**Work to do**
Please rewrite all of the material below, changing each "marker" to "point" and leaving everything else the same.

Excerpts of location labeling data
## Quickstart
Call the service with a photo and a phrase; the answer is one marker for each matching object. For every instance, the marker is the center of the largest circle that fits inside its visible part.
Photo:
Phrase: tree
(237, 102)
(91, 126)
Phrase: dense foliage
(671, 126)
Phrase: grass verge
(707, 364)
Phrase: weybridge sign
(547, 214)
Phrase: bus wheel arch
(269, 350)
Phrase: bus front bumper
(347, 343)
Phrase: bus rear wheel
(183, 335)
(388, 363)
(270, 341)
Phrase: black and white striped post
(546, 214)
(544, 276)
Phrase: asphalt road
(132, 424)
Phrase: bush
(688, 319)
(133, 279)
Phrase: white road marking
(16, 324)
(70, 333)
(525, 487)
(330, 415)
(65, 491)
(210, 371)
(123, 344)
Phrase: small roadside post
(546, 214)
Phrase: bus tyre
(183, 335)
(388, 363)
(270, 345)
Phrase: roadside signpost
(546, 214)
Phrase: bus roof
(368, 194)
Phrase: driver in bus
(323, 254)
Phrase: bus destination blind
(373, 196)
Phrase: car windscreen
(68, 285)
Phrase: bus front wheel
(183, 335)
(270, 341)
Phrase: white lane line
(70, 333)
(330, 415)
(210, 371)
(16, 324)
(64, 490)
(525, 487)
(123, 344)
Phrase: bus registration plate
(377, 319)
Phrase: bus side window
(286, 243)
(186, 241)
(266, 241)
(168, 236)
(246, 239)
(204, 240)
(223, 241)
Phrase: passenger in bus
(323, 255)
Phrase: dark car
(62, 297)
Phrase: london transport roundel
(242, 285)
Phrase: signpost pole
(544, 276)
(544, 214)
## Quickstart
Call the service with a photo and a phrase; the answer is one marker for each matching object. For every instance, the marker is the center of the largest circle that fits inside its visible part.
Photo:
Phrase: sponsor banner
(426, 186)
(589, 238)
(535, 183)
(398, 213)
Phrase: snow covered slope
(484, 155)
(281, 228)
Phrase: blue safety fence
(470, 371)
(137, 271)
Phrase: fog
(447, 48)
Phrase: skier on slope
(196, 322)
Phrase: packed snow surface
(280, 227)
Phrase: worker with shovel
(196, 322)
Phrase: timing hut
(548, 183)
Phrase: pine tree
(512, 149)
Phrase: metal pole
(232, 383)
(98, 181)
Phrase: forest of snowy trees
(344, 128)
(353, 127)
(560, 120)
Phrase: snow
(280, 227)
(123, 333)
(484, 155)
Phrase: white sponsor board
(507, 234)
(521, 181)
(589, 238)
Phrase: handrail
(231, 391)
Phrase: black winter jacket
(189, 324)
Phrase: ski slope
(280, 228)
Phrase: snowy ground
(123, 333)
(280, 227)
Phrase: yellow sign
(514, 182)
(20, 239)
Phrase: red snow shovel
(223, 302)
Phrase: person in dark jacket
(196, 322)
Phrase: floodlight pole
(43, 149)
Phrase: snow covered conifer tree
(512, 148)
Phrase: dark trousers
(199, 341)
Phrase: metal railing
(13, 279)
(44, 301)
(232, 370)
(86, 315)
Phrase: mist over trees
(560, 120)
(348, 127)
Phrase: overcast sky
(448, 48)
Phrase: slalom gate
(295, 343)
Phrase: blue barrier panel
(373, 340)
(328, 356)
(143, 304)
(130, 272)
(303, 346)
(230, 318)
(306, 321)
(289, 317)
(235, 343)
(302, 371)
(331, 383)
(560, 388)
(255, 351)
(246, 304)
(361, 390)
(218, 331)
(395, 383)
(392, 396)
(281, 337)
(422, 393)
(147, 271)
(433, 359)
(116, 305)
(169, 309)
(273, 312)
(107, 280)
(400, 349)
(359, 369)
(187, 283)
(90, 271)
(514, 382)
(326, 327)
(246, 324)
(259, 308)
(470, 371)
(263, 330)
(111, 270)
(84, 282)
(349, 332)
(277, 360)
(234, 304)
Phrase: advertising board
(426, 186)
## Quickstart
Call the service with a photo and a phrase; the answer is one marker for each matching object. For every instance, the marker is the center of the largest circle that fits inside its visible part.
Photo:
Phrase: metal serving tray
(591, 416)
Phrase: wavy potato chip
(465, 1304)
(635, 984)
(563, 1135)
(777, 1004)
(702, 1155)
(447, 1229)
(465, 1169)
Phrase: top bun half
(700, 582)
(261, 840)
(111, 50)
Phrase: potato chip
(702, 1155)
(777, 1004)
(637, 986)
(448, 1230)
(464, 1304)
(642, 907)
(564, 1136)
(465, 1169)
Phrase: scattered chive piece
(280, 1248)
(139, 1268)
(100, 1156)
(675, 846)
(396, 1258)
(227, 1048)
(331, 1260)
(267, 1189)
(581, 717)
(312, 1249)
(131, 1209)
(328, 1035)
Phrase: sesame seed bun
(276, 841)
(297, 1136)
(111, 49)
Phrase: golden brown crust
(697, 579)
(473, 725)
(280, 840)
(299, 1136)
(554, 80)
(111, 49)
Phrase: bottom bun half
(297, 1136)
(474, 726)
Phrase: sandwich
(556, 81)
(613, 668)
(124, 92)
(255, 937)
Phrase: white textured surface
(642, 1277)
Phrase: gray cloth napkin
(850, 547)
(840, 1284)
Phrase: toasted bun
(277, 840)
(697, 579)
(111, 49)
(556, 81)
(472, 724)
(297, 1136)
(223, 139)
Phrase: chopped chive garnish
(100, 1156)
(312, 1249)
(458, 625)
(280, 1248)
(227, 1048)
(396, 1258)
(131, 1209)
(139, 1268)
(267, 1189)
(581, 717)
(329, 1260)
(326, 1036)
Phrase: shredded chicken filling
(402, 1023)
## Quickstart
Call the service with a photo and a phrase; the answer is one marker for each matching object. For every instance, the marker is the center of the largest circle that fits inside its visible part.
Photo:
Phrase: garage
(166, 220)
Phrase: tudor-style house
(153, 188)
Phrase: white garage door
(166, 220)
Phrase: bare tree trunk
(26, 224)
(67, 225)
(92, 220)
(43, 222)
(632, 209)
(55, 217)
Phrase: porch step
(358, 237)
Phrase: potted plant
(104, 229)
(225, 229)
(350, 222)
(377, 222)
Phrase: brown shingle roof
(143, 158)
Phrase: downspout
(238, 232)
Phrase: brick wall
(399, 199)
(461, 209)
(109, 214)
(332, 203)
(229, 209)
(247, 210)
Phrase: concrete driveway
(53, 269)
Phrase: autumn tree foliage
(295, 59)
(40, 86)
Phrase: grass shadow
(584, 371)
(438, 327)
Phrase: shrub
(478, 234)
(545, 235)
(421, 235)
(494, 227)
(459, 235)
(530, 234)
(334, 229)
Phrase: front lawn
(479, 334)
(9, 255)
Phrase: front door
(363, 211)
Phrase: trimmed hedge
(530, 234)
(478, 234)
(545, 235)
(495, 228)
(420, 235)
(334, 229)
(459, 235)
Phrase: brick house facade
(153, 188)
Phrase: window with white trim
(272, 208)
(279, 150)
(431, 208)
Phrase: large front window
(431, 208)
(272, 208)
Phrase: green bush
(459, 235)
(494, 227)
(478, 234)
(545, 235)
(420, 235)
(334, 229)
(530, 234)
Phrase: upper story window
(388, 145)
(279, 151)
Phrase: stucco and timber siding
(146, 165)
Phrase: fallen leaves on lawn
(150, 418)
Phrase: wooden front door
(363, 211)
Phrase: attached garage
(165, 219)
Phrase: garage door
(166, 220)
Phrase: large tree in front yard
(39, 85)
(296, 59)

**Full response**
## Quickstart
Call the service with a photo and a phrase; the answer is one point for each matching object. For every instance, the point is the center of the largest circle that fits inside its visible part.
Photo:
Phrase: tree
(237, 102)
(91, 126)
Phrase: dense foliage
(671, 126)
Phrase: grass verge
(707, 364)
Phrase: weybridge sign
(547, 214)
Phrase: bus wheel arch
(269, 350)
Phrase: bus front bumper
(347, 343)
Phrase: bus rear wheel
(183, 335)
(388, 363)
(270, 341)
Phrase: black and white striped post
(546, 214)
(544, 276)
Phrase: asphalt road
(132, 424)
Phrase: bush
(688, 319)
(133, 279)
Phrase: white road marking
(16, 324)
(70, 333)
(525, 487)
(330, 415)
(65, 491)
(210, 371)
(123, 344)
Phrase: small roadside post
(546, 214)
Phrase: bus tyre
(183, 335)
(388, 363)
(270, 345)
Phrase: roadside signpost
(546, 214)
Phrase: bus roof
(368, 194)
Phrase: driver in bus
(323, 254)
Phrase: bus destination blind
(373, 196)
Phrase: car windscreen
(68, 285)
Phrase: bus front wheel
(183, 335)
(270, 341)
Phrase: white lane line
(70, 333)
(330, 415)
(210, 371)
(16, 324)
(64, 490)
(525, 487)
(123, 344)
Phrase: bus registration plate
(377, 319)
Phrase: bus side window
(286, 243)
(186, 241)
(266, 241)
(168, 236)
(246, 239)
(204, 240)
(223, 241)
Phrase: passenger in bus
(323, 255)
Phrase: dark car
(62, 297)
Phrase: london transport roundel
(242, 285)
Phrase: signpost pole
(544, 276)
(544, 214)
## Quickstart
Call the service with a photo and a phrase; the answer is one point for each matching object. For every instance, the point is the center of the largest circle that fits inside its visible part.
Photo:
Phrase: sponsor banner
(426, 186)
(589, 238)
(535, 183)
(398, 213)
Phrase: snow covered slope
(484, 155)
(281, 228)
Phrase: blue safety fence
(470, 371)
(137, 271)
Phrase: fog
(447, 48)
Phrase: skier on slope
(196, 322)
Phrase: packed snow surface
(280, 227)
Phrase: worker with shovel
(196, 322)
Phrase: timing hut
(548, 183)
Phrase: pine tree
(512, 149)
Phrase: metal pole
(232, 383)
(98, 181)
Phrase: forest of snowy trees
(344, 128)
(353, 127)
(560, 120)
Phrase: snow
(280, 227)
(123, 333)
(484, 155)
Phrase: white sponsor board
(507, 234)
(521, 181)
(589, 238)
Phrase: handrail
(231, 391)
Phrase: black winter jacket
(189, 324)
Phrase: ski slope
(280, 228)
Phrase: snowy ground
(123, 333)
(280, 227)
Phrase: yellow sign
(514, 182)
(20, 239)
Phrase: red snow shovel
(223, 302)
Phrase: person in dark jacket
(196, 322)
Phrase: floodlight pole
(43, 149)
Phrase: snow covered conifer tree
(512, 148)
Phrase: dark trousers
(199, 341)
Phrase: metal railing
(13, 279)
(44, 301)
(232, 370)
(86, 315)
Phrase: mist over trees
(560, 120)
(348, 127)
Phrase: overcast sky
(448, 48)
Phrase: slalom gate
(295, 343)
Phrase: blue barrier panel
(373, 340)
(328, 356)
(143, 304)
(130, 272)
(303, 346)
(230, 318)
(306, 321)
(289, 317)
(235, 343)
(302, 371)
(331, 383)
(560, 388)
(255, 351)
(246, 304)
(361, 390)
(218, 331)
(395, 383)
(392, 396)
(281, 337)
(422, 393)
(147, 271)
(433, 359)
(116, 305)
(169, 309)
(273, 312)
(107, 280)
(400, 349)
(359, 369)
(187, 283)
(90, 271)
(514, 382)
(326, 327)
(246, 324)
(259, 308)
(470, 371)
(263, 330)
(111, 270)
(84, 282)
(349, 332)
(277, 360)
(234, 304)
Phrase: advertising board
(426, 186)
## Quickstart
Call the service with a photo and a phrase; the answer is one point for each matching object. For every instance, the point is the center of the largest circle that fits inside its visible part.
Photo:
Phrase: metal serving tray
(591, 416)
Phrase: wavy potato chip
(465, 1304)
(635, 984)
(563, 1135)
(777, 1004)
(702, 1155)
(447, 1229)
(465, 1169)
Phrase: top bun half
(700, 582)
(261, 840)
(111, 50)
Phrase: potato chip
(702, 1155)
(777, 1004)
(637, 986)
(448, 1230)
(464, 1304)
(642, 907)
(564, 1136)
(465, 1169)
Phrase: scattered chive piece
(280, 1248)
(139, 1268)
(100, 1156)
(675, 846)
(396, 1258)
(227, 1048)
(331, 1260)
(267, 1189)
(581, 717)
(312, 1249)
(131, 1209)
(328, 1035)
Phrase: sesame seed bun
(276, 841)
(297, 1136)
(111, 49)
Phrase: golden brown crust
(697, 579)
(473, 725)
(280, 840)
(299, 1136)
(554, 80)
(111, 49)
Phrase: bottom bun half
(297, 1136)
(474, 726)
Phrase: sandwich
(556, 81)
(613, 668)
(124, 92)
(255, 937)
Phrase: white textured surface
(642, 1277)
Phrase: gray cloth napkin
(850, 547)
(840, 1284)
Phrase: toasted bun
(277, 840)
(697, 579)
(111, 49)
(556, 81)
(472, 724)
(297, 1136)
(223, 139)
Phrase: chopped chive garnish
(100, 1156)
(312, 1249)
(458, 625)
(280, 1248)
(227, 1048)
(396, 1258)
(131, 1209)
(139, 1268)
(267, 1189)
(581, 717)
(329, 1260)
(326, 1036)
Phrase: shredded chicken filling
(402, 1023)
## Quickstart
Call the service with a photo and a phrase; the answer is one point for each matching object. For every instance, the point is the center of the largest circle that fits inside its visible part.
Photo:
Phrase: garage
(166, 220)
Phrase: tudor-style house
(153, 188)
Phrase: white garage door
(166, 220)
Phrase: bare tree trunk
(26, 224)
(67, 225)
(92, 220)
(43, 222)
(632, 209)
(55, 217)
Phrase: porch step
(358, 237)
Phrase: potted plant
(104, 229)
(225, 229)
(350, 222)
(377, 222)
Phrase: brown shingle roof
(143, 158)
Phrase: downspout
(238, 232)
Phrase: brick wall
(399, 199)
(461, 209)
(109, 214)
(332, 203)
(229, 209)
(247, 210)
Phrase: concrete driveway
(53, 269)
Phrase: autumn tree foliage
(295, 59)
(40, 86)
Phrase: grass shadow
(584, 371)
(438, 327)
Phrase: shrub
(478, 234)
(545, 235)
(421, 235)
(494, 227)
(459, 235)
(530, 234)
(334, 229)
Phrase: front lawn
(479, 334)
(9, 255)
Phrase: front door
(363, 211)
Phrase: trimmed hedge
(530, 234)
(478, 234)
(545, 235)
(495, 228)
(420, 235)
(334, 229)
(459, 235)
Phrase: brick house facade
(153, 188)
Phrase: window with white trim
(272, 208)
(279, 150)
(431, 208)
Phrase: large front window
(431, 208)
(272, 208)
Phrase: green bush
(459, 235)
(494, 227)
(478, 234)
(545, 235)
(420, 235)
(334, 229)
(530, 234)
Phrase: upper story window
(388, 145)
(279, 151)
Phrase: stucco and timber siding
(146, 165)
Phrase: fallen leaves on lawn
(150, 418)
Phrase: wooden front door
(363, 211)
Phrase: attached garage
(165, 219)
Phrase: garage door
(166, 220)
Phrase: large tree in front yard
(39, 85)
(296, 59)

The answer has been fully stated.